→ PROBLEM DETAILS
Please rewrite the material starting at the line containing "Task: locate the black gloves, a" and ending at the end of the material, swapping "black gloves" for "leather gloves" and leaving everything else unchanged.

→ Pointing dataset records
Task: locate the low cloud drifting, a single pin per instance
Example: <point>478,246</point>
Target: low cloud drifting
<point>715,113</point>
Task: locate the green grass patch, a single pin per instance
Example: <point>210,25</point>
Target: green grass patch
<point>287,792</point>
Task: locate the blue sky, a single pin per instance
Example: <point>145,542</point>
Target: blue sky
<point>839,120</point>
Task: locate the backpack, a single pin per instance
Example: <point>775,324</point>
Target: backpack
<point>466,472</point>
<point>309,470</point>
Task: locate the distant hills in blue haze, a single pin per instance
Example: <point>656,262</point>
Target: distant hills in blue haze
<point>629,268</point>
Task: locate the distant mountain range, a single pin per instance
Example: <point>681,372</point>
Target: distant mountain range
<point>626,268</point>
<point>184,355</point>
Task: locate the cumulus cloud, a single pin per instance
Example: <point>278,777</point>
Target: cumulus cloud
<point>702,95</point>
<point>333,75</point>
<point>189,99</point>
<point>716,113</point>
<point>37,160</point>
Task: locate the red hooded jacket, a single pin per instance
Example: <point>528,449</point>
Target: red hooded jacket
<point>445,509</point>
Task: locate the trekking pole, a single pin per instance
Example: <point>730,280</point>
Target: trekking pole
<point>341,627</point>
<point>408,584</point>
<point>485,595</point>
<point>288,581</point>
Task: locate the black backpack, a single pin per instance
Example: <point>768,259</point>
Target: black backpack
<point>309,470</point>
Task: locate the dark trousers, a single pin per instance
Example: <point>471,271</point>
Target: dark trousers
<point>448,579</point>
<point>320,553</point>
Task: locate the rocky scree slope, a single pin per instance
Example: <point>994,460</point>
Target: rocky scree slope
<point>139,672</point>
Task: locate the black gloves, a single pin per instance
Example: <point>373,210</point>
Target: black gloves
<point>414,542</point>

→ THE RESULT
Task: locate the leather gloves, a single pin per instance
Example: <point>373,210</point>
Target: leather gloves
<point>414,542</point>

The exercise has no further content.